**Exercise directions:** Give again, word for word, each line below starting at the one that contains "Objective — for every instance of the golden" and ending at the one that contains "Objective — for every instance of the grassy".

**Exercise materials:**
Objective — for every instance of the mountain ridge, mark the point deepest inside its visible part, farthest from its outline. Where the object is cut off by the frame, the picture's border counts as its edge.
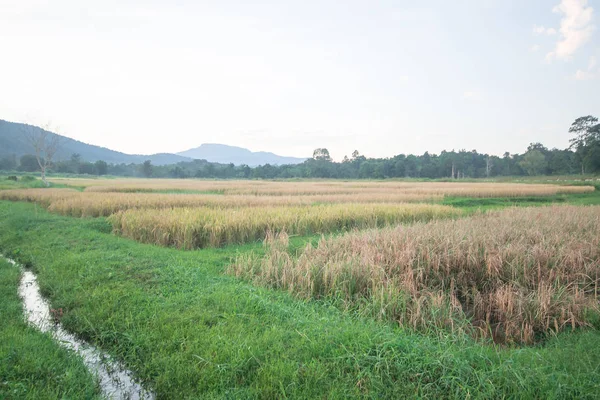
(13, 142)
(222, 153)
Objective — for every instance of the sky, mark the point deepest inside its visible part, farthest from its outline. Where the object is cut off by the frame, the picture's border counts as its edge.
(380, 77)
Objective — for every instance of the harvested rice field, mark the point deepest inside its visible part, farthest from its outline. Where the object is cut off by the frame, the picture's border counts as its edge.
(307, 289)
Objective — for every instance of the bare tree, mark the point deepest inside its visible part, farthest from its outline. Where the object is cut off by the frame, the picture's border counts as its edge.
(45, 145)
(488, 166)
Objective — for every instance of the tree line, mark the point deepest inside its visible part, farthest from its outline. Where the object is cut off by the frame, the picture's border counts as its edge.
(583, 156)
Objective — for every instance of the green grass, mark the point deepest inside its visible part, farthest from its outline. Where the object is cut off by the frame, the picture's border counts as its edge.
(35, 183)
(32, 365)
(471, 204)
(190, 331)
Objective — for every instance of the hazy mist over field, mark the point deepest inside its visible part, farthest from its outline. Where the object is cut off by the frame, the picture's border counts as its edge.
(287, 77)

* * *

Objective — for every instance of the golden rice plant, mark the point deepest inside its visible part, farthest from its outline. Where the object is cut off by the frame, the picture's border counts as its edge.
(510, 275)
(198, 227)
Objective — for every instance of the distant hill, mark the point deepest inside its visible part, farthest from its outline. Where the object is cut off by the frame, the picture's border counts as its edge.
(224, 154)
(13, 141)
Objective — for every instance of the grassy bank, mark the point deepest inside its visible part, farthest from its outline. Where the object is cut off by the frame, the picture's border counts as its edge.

**Written solution:**
Objective — for every instance of the golden rice plant, mark the point deepest inside its visible part, farthest from its outline. Where the object is cut off by the frame, the picture's border counts as its edge.
(510, 275)
(198, 227)
Objective — for every instance of the distant hill, mark the point deepest inside its visible part, farthest from its outline. Where the object is cut off by the frame, the picture's border counts as its edge.
(224, 154)
(13, 141)
Objective — for every instance of the grassy bank, mark the point deepest inside its visible part, farthest from its outline. Where the object is cut off by the frame, the picture's border counts as its edge.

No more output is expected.